● **Written exercise**
Count how many lines in the rows below contain the word "blue", and reply with only that number.

● **Records shown**
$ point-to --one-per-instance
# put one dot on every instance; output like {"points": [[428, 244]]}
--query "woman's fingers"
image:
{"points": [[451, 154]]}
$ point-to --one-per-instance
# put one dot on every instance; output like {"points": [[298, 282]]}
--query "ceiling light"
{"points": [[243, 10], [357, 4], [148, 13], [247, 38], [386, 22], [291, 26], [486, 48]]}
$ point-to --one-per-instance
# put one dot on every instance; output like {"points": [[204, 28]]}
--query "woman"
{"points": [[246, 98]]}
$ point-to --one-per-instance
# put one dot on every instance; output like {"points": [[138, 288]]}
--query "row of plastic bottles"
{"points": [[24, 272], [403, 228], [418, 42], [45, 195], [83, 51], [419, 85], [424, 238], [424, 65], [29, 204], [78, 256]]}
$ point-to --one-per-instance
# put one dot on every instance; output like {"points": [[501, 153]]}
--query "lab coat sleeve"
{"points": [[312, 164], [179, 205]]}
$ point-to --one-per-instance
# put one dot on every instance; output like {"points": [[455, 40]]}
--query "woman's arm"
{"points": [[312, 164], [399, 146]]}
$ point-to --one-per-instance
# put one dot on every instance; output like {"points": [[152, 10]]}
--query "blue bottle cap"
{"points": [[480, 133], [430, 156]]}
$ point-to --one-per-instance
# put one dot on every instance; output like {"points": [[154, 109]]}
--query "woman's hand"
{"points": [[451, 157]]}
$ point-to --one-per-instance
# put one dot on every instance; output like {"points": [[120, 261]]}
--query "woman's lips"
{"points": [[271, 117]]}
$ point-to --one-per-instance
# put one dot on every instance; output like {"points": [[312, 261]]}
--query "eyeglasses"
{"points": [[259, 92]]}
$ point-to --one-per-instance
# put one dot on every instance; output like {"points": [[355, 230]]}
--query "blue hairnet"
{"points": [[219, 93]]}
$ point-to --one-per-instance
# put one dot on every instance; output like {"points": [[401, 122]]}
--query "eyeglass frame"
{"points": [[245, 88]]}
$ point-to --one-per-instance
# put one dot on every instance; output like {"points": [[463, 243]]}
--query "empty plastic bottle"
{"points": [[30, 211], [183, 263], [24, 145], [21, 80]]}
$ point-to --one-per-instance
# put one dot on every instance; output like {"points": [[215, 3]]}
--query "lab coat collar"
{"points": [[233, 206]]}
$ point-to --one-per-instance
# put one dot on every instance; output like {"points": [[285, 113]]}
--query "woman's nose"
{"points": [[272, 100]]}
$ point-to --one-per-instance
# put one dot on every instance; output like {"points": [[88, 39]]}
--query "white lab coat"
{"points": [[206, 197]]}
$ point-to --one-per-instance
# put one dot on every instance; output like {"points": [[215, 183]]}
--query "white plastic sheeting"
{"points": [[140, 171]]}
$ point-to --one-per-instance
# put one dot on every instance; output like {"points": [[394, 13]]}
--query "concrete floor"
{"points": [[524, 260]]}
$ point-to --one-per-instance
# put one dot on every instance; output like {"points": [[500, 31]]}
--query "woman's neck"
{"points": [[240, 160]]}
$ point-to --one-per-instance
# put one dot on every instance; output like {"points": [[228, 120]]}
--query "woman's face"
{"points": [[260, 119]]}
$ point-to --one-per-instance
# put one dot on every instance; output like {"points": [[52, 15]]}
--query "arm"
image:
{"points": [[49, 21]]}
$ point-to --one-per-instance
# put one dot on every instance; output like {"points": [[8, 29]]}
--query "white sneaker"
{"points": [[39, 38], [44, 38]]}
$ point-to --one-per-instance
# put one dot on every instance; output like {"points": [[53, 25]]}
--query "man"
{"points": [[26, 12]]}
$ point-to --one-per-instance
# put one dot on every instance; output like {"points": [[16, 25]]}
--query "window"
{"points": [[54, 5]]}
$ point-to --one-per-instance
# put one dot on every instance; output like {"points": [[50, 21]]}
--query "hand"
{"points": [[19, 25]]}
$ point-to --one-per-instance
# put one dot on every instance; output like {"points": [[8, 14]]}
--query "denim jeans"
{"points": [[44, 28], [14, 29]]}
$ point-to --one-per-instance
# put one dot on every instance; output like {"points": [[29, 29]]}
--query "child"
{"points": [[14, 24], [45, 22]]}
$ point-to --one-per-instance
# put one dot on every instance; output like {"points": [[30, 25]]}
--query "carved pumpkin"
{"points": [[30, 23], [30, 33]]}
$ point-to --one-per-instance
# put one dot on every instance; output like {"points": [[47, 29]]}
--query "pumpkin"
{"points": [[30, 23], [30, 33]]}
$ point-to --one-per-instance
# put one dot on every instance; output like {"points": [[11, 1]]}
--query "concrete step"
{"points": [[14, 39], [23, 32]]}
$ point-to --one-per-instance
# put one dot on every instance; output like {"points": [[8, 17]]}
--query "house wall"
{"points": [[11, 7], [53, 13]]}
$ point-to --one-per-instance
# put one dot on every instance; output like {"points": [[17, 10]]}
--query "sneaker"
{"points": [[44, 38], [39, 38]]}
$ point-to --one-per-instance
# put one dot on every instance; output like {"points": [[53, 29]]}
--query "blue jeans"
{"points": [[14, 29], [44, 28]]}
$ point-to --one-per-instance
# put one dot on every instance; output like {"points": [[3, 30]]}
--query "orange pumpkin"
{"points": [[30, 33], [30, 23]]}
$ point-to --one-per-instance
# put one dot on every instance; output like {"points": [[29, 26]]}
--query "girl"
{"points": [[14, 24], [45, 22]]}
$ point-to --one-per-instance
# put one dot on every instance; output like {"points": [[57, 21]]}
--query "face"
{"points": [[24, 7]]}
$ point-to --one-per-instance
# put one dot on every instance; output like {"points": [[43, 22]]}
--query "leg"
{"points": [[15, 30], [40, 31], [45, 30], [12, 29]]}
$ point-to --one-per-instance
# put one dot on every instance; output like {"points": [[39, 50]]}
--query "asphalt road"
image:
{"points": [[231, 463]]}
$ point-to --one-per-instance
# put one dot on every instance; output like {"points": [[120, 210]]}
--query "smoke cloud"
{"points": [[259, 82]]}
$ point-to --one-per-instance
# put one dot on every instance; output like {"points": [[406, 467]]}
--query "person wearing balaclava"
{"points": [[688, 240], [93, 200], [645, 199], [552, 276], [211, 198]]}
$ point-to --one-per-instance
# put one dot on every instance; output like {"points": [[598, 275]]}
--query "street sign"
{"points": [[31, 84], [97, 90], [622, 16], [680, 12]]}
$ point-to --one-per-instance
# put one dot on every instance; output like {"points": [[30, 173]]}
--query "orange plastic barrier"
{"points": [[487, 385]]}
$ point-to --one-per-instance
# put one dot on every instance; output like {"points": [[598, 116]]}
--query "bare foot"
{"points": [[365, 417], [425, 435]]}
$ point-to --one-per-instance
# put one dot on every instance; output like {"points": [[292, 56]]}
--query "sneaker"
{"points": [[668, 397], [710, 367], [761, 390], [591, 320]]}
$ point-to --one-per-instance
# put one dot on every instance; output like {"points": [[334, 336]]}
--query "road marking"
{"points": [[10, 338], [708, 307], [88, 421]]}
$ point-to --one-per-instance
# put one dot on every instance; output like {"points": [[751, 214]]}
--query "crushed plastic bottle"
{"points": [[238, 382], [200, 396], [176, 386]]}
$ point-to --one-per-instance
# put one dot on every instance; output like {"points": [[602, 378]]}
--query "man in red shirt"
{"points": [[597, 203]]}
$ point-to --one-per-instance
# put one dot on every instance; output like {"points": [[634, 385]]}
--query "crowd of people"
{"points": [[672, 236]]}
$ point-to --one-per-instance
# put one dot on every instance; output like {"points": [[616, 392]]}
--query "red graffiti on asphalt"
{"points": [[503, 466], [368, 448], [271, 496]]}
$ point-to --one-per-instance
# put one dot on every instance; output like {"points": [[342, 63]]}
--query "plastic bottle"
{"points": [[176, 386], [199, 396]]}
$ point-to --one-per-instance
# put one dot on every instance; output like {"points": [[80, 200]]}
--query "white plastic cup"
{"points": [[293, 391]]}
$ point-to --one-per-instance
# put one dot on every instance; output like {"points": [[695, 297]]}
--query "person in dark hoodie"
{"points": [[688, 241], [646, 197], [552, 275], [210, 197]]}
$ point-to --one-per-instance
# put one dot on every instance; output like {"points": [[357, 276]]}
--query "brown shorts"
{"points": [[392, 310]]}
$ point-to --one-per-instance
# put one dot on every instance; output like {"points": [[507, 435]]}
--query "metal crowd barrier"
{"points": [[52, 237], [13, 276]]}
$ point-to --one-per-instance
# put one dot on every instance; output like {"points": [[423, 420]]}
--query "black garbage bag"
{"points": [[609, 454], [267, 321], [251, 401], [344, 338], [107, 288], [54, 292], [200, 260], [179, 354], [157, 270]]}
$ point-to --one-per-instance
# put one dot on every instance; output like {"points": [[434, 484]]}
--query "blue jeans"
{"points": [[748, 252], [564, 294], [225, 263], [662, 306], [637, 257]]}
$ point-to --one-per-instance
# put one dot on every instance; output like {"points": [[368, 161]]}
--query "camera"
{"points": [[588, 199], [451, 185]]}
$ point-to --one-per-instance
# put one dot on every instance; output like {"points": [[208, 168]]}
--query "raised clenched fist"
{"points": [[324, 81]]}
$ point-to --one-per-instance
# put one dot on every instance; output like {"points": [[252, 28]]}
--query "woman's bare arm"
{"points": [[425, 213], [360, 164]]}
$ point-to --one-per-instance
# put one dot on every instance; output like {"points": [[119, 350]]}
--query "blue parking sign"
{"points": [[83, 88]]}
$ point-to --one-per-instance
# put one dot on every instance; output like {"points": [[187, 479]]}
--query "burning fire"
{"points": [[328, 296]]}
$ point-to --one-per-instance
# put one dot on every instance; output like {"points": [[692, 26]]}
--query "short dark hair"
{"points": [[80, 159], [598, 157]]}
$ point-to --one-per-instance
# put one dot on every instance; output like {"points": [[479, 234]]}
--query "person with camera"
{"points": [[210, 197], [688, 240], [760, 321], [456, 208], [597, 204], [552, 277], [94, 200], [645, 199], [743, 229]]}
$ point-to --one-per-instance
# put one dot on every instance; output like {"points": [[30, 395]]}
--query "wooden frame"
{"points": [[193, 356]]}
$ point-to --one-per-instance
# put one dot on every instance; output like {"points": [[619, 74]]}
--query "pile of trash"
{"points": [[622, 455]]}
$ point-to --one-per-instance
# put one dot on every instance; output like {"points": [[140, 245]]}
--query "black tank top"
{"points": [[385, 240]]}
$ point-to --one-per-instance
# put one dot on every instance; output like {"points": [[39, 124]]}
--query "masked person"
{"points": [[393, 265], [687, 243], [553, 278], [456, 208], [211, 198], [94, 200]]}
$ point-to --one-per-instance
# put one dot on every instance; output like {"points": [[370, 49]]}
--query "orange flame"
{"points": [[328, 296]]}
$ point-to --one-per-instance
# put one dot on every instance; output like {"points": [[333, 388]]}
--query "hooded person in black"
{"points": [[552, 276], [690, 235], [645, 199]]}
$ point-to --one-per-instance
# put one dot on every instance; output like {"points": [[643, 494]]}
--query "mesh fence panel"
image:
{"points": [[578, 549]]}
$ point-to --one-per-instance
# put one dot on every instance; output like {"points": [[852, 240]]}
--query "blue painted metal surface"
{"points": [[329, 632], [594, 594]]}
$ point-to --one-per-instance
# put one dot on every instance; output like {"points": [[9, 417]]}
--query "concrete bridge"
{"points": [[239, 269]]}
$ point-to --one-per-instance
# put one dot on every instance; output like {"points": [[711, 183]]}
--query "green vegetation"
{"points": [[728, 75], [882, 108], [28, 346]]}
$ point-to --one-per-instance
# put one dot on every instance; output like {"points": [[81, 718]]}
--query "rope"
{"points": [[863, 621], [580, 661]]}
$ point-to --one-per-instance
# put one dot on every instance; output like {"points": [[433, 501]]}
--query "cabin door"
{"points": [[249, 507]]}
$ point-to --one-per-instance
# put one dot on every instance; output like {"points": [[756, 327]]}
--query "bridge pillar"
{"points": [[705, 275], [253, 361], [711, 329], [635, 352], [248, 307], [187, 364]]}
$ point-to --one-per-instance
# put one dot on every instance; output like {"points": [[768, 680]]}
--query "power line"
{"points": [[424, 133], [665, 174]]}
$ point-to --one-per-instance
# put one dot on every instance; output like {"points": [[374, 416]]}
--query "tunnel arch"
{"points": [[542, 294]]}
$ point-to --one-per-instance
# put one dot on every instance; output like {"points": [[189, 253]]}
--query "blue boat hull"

● **Solution to this exercise**
7